# [Tasks to perform]
a. From the article on getting high around pets, reproduce word for word the stretch from "I managed to" through "like a vape.".
b. Please write the next part of the article on getting high around pets, picking up after its last sentence.

# [Page extract]

*** Begin section ***

Is it okay to get high with your pet in the room?
Ever worried your cat’s looking a little too relaxed after you’ve hit the blunt while they're on your lap? We explore the effects it could be having on your beloved pet.
Life
Words: Simon Doherty
As Twitter was pulverising my productivity into oblivion one morning this week, I landed on this video. It features a Staffordshire bull terrier sitting in the passenger seat of a car, wearing a bandana and vibing to 2Pac ft. Dr. Dre’s California Love. The owner, sitting in the driver’s seat next to the dog, exhales what appears to be smoke. The Staffy seems seriously chill.
Comments underneath the video, which was originally a TikTok and uploaded to Twitter, argued that the dog looked high. Some went further. “This is literally animal abuse and y’all tryna say he vibin’,” one user said. “This video is sick. And I don’t mean that in a good way,” another chipped in. “The dog is in an abusive relationship,” barked another.
I managed to track down the guy in the video – username @love_n_naz – and it turns out that the commentators were wrong.
“I don’t even smoke,” he told me through an Instagram DM, before clarifying that he was vaping nicotine and doesn’t use weed. And, he added, there was a perfectly logical reason for his dog’s sleepy demeanour: “That day she was tired.” For sure, there’s no evidence to suggest that he was getting high with his dog there. A cloud emerges from his lungs, yes. But whatever he’s hitting is just off camera, yet the way he’s holding it does make it look like a vape.
Despite @love_n_naz’s apparent innocence, though, the whole thing did get me thinking: could smoking weed in the presence of your dog or cat accidentally get them high? I’ve never had a pet, but loads of people I know get high with their cat padding across the room. Does that mean that all the pets are stoned?

*** End section ***

[Stored data]

*** Begin section ***

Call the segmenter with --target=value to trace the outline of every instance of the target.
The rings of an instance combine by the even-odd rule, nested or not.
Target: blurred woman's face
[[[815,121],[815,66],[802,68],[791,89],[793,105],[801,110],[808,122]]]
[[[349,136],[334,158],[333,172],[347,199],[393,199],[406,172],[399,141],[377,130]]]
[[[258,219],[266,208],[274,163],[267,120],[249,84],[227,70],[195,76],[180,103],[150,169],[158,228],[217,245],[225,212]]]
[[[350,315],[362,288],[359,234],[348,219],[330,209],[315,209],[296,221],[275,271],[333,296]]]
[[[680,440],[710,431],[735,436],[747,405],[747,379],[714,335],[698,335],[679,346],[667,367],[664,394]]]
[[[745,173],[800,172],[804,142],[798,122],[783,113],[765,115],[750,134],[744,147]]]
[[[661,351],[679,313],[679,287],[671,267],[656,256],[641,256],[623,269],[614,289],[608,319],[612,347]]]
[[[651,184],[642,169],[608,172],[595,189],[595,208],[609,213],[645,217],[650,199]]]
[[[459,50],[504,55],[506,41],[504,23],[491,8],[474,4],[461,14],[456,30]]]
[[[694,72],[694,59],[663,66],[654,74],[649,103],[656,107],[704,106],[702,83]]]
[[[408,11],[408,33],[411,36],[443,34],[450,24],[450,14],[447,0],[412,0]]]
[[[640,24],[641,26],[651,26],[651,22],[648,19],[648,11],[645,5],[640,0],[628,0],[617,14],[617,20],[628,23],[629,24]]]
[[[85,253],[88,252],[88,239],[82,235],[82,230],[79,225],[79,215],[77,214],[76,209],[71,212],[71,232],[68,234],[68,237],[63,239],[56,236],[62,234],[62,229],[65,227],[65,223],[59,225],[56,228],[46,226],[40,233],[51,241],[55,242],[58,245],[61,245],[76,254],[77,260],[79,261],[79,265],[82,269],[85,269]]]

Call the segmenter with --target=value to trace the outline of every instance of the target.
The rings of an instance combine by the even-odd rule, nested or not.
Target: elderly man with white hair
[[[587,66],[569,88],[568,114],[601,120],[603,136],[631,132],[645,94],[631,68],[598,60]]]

*** End section ***

# [Results in order]
a.
I managed to track down the guy in the video – username @love_n_naz – and it turns out that the commentators were wrong.
“I don’t even smoke,” he told me through an Instagram DM, before clarifying that he was vaping nicotine and doesn’t use weed. And, he added, there was a perfectly logical reason for his dog’s sleepy demeanour: “That day she was tired.” For sure, there’s no evidence to suggest that he was getting high with his dog there. A cloud emerges from his lungs, yes. But whatever he’s hitting is just off camera, yet the way he’s holding it does make it look like a vape.

b.
“Cats and dogs are affected by passive smoking of any sort,” Dr Sarah Elliott, Central Veterinary Officer at animal welfare charity Cats Protection, tells THE FACE. “Studies have shown that it can lead to cancer in pets.” So smoking in front of your pet is definitely bad for their health – but could your pet get stoned if you were smoking a spliff the size of a doggie chew? “It’s a little harder for pets to get intoxicated by inhaling cannabis smoke passively, but it can happen,” she says.
According to Dr Elliott, weed intoxication in cats and dogs is more commonly associated with accidental ingestion if they, for instance, “lick ashtrays or eat the remnants of a blunt”. Signs of your dog or cat being high, she notes, includes “wobbliness, disorientation, changes to pupils, dribbling (saliva or urine), low heart rate and low body temperature”.
Quite similar to humans, then, apart from developing a penchant for inordinately long YouTube videos about true crime. But if your pet ends up ingesting a ferociously-potent, I’m‑going-to-repeatedly-lose-my-keys strain, she warns, the results could be more serious, perhaps resulting in “tremors, seizures and coma”.
Dr Justine Shotton, President of the British Veterinary Association, told THE FACE that people should always keep their drugs “well away from pets” and if anyone thinks that their dog or cat is stoned they “should seek the advice of a vet” immediately. “Any exposure to illicit or recreational drugs can prove extremely harmful for animals and adversely impact their welfare, including exposure through second-hand smoke or ingestion.”
Dogs getting stoned is a big problem in Canada, apparently. Dr Lucy Troup, a clinical neuroscientist researching the effects of cannabis there, told THE FACE that her dog spent 48 hours at the vets after suffering from a monumental whitey. “My husband and I were away snowboarding and the kids were at home when the ingestion occurred,” she explains. “It’s like catnip for dogs but it’s very toxic, especially with the THC concentrations in Colorado. With edibles, and even bud, it’s obviously problematic.”
Ingestion aside, Dr Troup believes that a dog or cat could get high from second-hand smoke, but it would have to be a lot. “If kids are hotboxing, absolutely. Contact highs are not just for humans.”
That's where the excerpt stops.